***** PROVIDED RECORDS *****

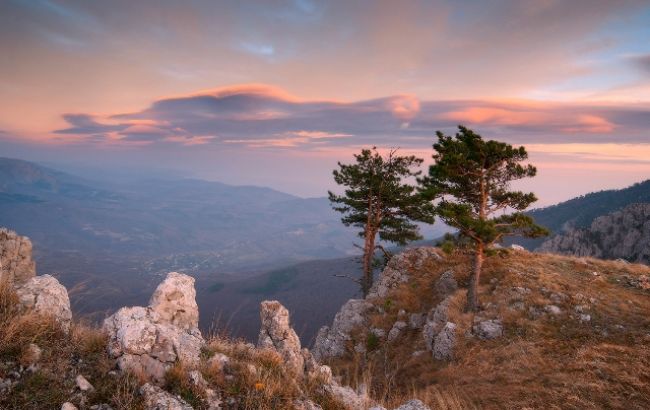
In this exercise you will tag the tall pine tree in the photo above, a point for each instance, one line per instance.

*****
***** PROVIDED RECORDS *****

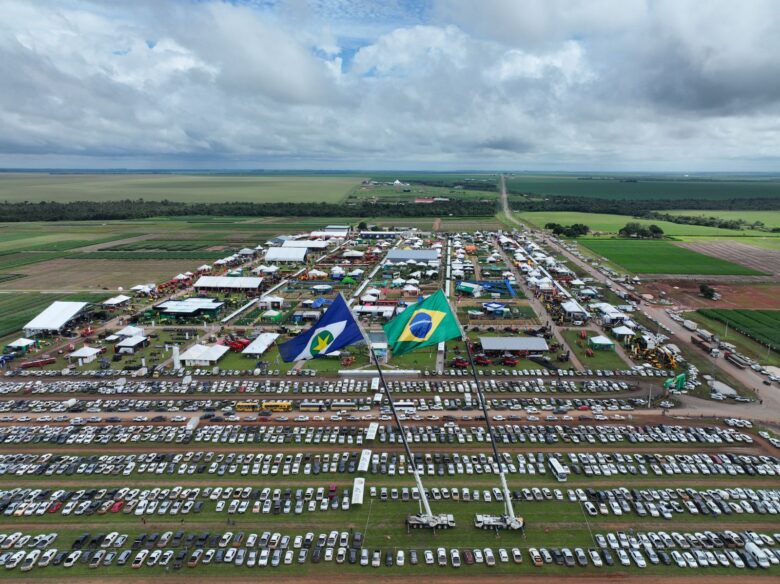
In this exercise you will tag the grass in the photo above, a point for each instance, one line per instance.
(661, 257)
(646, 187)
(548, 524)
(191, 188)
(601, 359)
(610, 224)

*****

WHAT IS EXPECTED =
State how many lines in the items above contain the word "each". Reply with the number only.

SOLVED EXERCISE =
2